Foto: ORF TVthek Screenshot

Man möchte meinen, die neuen Sendungen wäre ORF 3 ein bisschen peinlich, dem Spartenkanal mit dem Beinamen "Kultur und Information". So leise sind noch wenige neuen Programme on air gegangen, und noch weniger welche zur besten ORF-Sendezeit zwischen 19.18 und 19.45 Uhr, gegen "Bundesland Heute" und "Zeit im Bild".

Seit Dienstagabend spielt der dritte Kanal des öffentlich-rechtlichen Fernsehens gegen die Regionalnachrichten im zweiten Kanal des öffentlich-rechtlichen Fernsehens Regionalnachrichten. Und wer um 19.30 Uhr noch nicht genug Regionales gesehen hat, dem serviert ORF 3 das ebenfalls neue "Österreich Heute – Das Magazin", ebenfalls aus den ORF-Landesstudios.

Weben und Wiener Gassennamen

Ganz unvorbereitet verdoppelt ORF 3 den ländlichen Raum nicht: "Wir möchten täglich eine Zusammenschau der interessantesten Geschichten aus den Bundesländern bringen. Etwas, das man gerne auch in Wien sieht, obwohl es in Vorarlberg entstanden ist", kündigte etwa ORF-3-Chefredakteurin Ingrid Thurnher im März im STANDARD-Interview an.

Am Dienstag waren (jedenfalls im Österreich-"Magazin") die interessantesten Geschichten aus den Bundesländern das Pfingsttreffen der Loretto-Gemeinschaft in Salzburg mit tausenden Jugendlichen, das "alte Handwerk" Weben sowie "Themenviertel" in Wien (gemeint: Orts- und Gassennamen, etwa schwedische).

Kann ein öffentlich-rechtlicher Sender mehr zum Gemeinwohl(befinden) und zum Zufriedenheitsgefühl seines Publikums beitragen, als das als interessanteste Geschichten aus Österreichs Ländern zu präsentieren? Er kann jedenfalls dazu beitragen, dass ORF-Chef Alexander Wrabetz den neun ORF-Stiftungsräten der österreichischen Bundesländer im Juni vom erfolgreichen Start weiterer Regionalformate, nach "Bundesland heute", "Guten Morgen Österreich", "Daheim in Österreich" und Co. nun auch in ORF 3 künden kann. Etwas mehr Sendezeit für "Bundesland heute", zusätzliche regionale Magazinsendungen am Wochenende in ORF 2 und womöglich auch noch regionale Kurznachrichten vor der "ZiB 2" dürften noch folgen. Neun Stimmen im wichtigsten ORF-Gremium kann man immer brauchen, gerade in Zeiten mit politischem Anpassungsbedarf im öffentlich-rechtlichen Rundfunk.

## Aufgaben
#1 Beantworte diese Fragen zum Artikel über ORF 3:
(a) Zwischen welchen Uhrzeiten liegt dort die beste ORF-Sendezeit?
(b) Wer ist ORF-3-Chefredakteurin?
(c) In welcher Stadt fand das Pfingsttreffen der Loretto-Gemeinschaft statt?
#2 Schreib den Artikel über ORF 3 im Anschluss an seinen letzten Satz weiter.
Die anschließenden Daten sind eigenständiges Material und gehören nicht zum Artikel über ORF 3.

## Quellenmaterial
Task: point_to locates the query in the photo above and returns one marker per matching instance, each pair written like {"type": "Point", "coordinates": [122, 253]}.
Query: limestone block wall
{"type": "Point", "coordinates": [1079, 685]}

## Lösungen
#1
(a) Zwischen 19.18 und 19.45 Uhr.
(b) Ingrid Thurnher.
(c) In Salzburg.

#2
"Landesstudio Österreich"

Auf ORF 3 vertiefte Ausgabe zwei des "Magazins" am Mittwoch all diese wohlig-regionalen Gefühle, dass es ja doch ein gutes Land sein muss (wenn auch kein besonders interessantes): Ein betuliches Ortsportrait von Reichenau an der Rax, ja, der nächste Festspielsommer. In erfrischend fröhlichem Xibergerisch werden Insektenhotels aller Art gebaut (Metallbohrer verwenden, sonst bleiben die Brummer in rauen Gängen hängen, "das wollen wir nicht"). Und Maturanten als Lehrlinge. Was haben wir bisher nicht Interessantes im linearen Fernsehen versäumt aus den anderen acht Bundesländern, wenn wir nicht alle neun "Bundesland heute"-Sendungen in der TVthek nachschauten!

Als eine Riege von ORF-Landesdirektoren 2002, an ihrer Spitze Monika Lindner, die Führung des Küniglbergs übernahmen, kommentierte Langzeitgeneral Gerd Bacher ihre Programmierung des ORF als "Landesstudio Österreich". Er ahnte nicht, was da noch auf den Küniglberg zukommt. Er muss es heute nicht mehr mitansehen.

Im ersten "Österreich Heute-Magazin" sprach Salzburg Erzbischof Franz Lackner vom "Event des Heiligen Geistes. Das muss man erlebt haben." Er meinte, klar, den Loretto-Event. (Harald Fidler, 24.5.2018)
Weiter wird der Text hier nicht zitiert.